Start of Document extract

Bizik explained that there are patients who have a primary diagnosis of COPD, but also share features that an asthma patient might have. And likewise, asthma patients who may have had asthma for a long period time start to develop symptoms that really mimic a long term COPD patient. “In this case we’re talking about a disease state like COPD where patients also have an overlap of symptoms with a separate disease state like asthma. And it makes a big difference in diagnosis and treatment, which is why it’s so important.”
According to Bizik, results from COPD gene studies and other research papers have suggested that about 15% of patients with COPD have features that give them an asthma overlap that’s significant enough to make a clinical difference. They may have a history of asthma, diagnosis of asthma as a child, or some of those traits that look more typically like asthma patients, but they are clearly COPD patients.
Bizik said experts haven’t quite yet nailed down the number of how many patients with asthma also have features of COPD, but he believes it’s probably in the same 10-15% range — especially patients with asthma who may have smoked for a long period of time. They may have had been diagnosed with asthma (or allergic asthma) as children, but over time, they’ve smoked and start to exhibit more signs of a typical COPD patient.

End of Document extract
Start of Given data

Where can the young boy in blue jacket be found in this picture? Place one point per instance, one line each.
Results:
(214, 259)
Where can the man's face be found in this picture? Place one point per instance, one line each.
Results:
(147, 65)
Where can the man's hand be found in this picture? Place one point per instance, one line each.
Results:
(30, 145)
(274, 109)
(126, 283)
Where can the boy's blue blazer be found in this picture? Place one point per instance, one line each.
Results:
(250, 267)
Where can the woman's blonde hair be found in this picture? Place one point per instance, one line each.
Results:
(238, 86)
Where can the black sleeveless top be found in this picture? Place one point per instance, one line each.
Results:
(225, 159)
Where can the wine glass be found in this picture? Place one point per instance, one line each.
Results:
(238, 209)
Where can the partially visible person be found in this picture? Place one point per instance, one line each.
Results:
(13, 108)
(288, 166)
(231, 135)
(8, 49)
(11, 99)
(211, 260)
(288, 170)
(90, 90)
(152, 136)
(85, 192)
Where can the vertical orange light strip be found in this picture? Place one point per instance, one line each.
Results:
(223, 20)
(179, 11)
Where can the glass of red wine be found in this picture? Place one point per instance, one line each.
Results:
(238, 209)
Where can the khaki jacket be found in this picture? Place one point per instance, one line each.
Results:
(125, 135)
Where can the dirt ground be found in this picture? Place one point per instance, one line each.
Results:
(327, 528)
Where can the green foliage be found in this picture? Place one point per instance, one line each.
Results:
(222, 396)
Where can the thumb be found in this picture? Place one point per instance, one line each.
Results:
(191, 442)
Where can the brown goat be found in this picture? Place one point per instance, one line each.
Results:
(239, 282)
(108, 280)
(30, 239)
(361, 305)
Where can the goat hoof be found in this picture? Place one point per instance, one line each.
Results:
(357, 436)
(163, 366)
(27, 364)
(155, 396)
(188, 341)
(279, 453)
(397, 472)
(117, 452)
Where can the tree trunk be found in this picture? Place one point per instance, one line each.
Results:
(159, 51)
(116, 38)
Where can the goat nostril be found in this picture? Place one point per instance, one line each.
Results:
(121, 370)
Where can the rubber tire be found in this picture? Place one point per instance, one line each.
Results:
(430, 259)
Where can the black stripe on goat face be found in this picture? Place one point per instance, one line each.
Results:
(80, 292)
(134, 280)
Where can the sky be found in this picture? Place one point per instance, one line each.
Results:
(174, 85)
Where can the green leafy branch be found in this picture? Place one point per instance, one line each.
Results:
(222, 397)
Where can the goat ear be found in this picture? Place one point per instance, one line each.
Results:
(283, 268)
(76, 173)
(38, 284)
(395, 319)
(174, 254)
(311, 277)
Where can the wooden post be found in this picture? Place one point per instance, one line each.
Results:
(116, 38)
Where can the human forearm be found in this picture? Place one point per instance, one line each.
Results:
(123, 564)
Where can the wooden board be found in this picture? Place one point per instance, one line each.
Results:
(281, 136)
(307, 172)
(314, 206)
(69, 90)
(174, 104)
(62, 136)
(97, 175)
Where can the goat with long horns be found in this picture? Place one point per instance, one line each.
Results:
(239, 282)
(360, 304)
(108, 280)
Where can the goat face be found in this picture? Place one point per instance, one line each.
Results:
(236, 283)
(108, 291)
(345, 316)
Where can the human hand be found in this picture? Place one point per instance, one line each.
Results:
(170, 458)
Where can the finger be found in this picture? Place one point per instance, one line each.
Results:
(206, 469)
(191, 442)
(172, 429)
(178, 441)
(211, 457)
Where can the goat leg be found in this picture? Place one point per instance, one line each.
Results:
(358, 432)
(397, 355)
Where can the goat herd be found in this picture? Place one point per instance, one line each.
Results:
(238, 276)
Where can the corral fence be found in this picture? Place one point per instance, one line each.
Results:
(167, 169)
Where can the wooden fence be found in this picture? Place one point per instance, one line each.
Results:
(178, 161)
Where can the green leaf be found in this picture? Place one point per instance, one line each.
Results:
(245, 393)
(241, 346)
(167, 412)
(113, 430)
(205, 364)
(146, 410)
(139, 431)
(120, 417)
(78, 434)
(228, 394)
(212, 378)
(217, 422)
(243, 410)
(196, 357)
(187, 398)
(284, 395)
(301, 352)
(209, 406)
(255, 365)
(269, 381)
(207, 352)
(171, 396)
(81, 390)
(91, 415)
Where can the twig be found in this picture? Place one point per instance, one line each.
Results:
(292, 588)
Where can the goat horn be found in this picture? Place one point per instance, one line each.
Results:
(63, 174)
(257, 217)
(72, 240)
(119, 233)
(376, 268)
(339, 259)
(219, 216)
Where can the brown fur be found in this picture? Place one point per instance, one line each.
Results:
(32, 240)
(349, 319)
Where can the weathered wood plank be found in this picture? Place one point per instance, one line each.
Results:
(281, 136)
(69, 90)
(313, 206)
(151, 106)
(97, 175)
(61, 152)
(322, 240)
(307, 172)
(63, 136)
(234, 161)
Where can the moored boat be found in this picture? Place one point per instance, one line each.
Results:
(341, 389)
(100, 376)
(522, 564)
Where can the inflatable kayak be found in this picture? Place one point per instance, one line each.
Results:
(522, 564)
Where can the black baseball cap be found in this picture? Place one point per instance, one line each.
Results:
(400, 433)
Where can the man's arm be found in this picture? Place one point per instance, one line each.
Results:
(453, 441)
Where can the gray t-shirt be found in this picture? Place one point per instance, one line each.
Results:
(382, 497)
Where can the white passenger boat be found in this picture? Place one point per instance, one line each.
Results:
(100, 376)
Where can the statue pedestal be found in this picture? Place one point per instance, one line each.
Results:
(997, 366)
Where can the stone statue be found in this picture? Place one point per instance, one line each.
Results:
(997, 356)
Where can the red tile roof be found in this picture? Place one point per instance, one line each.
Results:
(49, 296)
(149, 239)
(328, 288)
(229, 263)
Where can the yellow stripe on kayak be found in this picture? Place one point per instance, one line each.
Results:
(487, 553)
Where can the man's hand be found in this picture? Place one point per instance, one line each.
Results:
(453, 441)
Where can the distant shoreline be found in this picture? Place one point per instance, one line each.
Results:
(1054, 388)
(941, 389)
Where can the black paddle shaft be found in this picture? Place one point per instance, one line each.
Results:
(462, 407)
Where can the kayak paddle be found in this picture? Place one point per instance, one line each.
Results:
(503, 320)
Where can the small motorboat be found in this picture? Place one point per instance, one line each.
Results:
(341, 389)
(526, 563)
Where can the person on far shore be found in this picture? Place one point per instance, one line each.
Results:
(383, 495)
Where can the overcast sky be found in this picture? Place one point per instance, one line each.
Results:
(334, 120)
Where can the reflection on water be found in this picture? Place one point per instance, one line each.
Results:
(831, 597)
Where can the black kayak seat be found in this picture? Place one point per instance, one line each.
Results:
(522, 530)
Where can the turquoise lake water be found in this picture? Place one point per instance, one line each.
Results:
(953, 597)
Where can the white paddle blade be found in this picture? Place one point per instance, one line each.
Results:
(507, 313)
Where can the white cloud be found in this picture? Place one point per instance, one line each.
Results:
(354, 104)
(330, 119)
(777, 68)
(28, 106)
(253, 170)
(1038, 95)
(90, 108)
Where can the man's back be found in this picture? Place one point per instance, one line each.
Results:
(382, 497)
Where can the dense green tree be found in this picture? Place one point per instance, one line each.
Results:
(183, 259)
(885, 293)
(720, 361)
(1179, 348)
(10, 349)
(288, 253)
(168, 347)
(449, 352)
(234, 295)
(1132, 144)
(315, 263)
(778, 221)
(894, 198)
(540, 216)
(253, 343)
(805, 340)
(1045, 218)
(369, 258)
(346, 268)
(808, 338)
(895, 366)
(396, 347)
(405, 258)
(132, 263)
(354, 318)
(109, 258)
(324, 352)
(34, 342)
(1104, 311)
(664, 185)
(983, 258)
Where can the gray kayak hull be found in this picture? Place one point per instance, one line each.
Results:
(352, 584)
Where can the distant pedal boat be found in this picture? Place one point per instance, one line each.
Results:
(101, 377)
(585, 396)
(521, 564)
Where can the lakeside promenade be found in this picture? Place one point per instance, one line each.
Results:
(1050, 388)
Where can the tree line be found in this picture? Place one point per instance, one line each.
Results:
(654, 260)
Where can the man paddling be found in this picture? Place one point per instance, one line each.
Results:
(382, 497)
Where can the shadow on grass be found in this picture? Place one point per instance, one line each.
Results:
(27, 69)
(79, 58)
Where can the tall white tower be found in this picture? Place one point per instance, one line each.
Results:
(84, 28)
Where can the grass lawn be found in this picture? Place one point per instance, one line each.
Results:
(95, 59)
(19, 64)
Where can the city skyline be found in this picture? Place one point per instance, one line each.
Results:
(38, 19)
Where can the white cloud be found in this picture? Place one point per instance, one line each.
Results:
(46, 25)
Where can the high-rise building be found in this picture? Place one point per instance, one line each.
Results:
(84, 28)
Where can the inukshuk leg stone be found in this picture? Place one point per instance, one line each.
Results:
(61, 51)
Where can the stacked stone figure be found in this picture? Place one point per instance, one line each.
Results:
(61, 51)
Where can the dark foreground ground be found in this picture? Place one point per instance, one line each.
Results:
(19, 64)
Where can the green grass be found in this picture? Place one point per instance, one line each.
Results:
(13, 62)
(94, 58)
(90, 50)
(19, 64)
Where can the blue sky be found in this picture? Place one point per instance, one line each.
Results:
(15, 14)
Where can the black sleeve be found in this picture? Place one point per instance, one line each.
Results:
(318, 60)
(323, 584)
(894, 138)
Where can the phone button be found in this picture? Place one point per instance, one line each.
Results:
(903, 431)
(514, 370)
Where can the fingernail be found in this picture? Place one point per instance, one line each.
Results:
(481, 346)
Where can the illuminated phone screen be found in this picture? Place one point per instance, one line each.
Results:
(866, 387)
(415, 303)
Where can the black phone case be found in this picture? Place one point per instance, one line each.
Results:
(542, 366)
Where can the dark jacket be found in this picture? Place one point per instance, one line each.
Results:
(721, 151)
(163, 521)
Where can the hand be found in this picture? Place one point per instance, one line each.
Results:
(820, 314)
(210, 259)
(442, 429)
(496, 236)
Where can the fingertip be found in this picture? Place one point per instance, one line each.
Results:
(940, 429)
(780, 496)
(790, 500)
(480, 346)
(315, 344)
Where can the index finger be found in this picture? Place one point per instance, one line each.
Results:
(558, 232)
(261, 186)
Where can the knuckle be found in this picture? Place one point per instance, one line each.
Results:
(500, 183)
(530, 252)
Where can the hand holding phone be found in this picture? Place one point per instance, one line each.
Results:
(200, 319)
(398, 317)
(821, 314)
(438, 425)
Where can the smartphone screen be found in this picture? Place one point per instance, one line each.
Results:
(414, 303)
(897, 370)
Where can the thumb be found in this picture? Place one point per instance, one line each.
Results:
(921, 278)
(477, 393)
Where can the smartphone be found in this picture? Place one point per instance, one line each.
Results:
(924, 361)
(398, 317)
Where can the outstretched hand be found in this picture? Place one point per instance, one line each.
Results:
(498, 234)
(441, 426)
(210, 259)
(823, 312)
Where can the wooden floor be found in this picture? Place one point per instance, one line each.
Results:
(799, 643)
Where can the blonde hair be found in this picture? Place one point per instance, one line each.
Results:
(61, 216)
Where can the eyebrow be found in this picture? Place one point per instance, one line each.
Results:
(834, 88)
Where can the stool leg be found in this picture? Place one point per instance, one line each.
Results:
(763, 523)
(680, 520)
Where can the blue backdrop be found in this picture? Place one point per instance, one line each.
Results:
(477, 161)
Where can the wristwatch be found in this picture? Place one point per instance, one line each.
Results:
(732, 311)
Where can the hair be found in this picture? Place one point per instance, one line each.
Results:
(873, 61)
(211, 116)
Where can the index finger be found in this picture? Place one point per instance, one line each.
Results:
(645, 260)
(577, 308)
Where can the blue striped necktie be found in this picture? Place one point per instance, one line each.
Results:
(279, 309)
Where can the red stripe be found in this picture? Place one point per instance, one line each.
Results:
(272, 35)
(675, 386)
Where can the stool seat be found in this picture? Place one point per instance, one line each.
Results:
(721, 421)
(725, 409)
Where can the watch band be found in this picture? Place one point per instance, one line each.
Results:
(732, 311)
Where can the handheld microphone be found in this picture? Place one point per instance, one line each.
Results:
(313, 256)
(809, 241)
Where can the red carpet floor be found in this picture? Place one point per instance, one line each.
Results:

End of Given data

Task: Continue the text on the overlap between COPD and asthma, picking up after its final sentence.

Result:
Bizik explained that he aims to help people visualize their patients. If one patient’s primary diagnosis is COPD, but also exhibits some asthma-like symptoms, clinicians should treat the patient as though he has COPD, using the GOLD guidelines (or whatever the clinician is most comfortable with). But, Bizik emphasized that clinicians should look at some of those features to find out whether he has eosinophilic asthma or allergies that would benefit from a referral to an allergist.
Likewise, if someone has asthma, but they’re starting to develop features that look more like COPD, clinicians should assess whether the patient still responds to an inhaled cortical steroid therapy. “There are questions you want to ask, especially when you’ve been treating patients for a long period of time: Are they starting to change a little bit? Have I overlooked some more typical asthma features even though I’m treating them for COPD?” Bizik stressed not to overlook some of those clues.